===== RECORDS SUPPLIED

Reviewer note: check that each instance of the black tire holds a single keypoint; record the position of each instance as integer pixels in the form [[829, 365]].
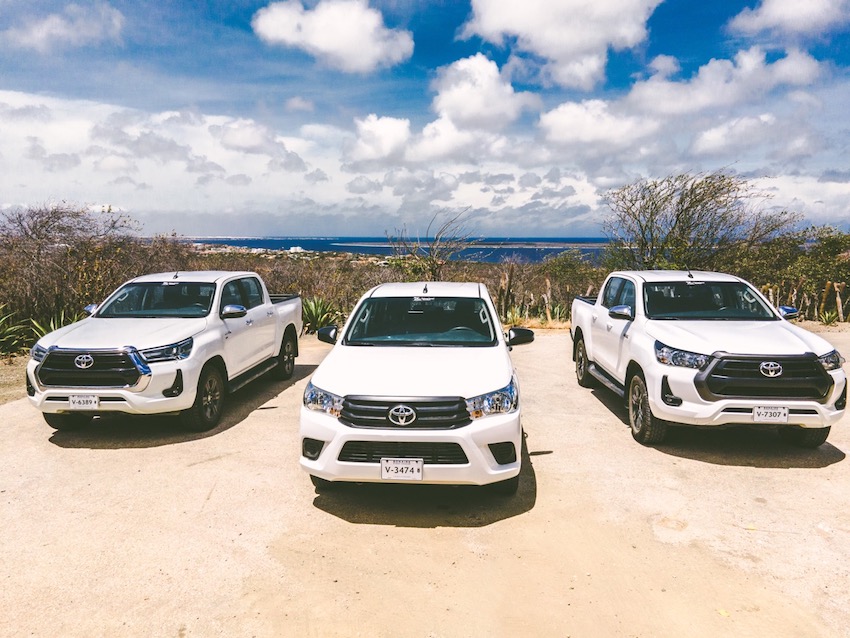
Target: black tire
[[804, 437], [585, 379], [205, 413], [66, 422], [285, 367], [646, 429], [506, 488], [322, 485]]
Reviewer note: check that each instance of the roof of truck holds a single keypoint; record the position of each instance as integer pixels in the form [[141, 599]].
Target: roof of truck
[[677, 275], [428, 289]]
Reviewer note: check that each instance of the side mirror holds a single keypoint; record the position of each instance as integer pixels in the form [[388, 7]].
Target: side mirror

==========

• [AIM OF THE EXERCISE]: Reproduce every record above verbatim, leaving out the pictures.

• [REPLY TO THE TASK]:
Reviewer note: check that each instance of the black tire holds a single keypoint; record the position of each instance as integer pixels in the form [[829, 365]].
Target: black tire
[[804, 437], [585, 379], [205, 413], [66, 422], [285, 367], [646, 429], [506, 488], [322, 485]]
Reviewer note: check that each instance of the roof of truck holds a single keypoint; record the position of each instance as integer pixels in the form [[141, 599]].
Target: roof of truck
[[677, 275], [428, 289]]
Reviewer note: check that each instance of the side mirror holds a single keypoint; record the position of each instance as integer pixels in the form [[388, 7]].
Target: side mirror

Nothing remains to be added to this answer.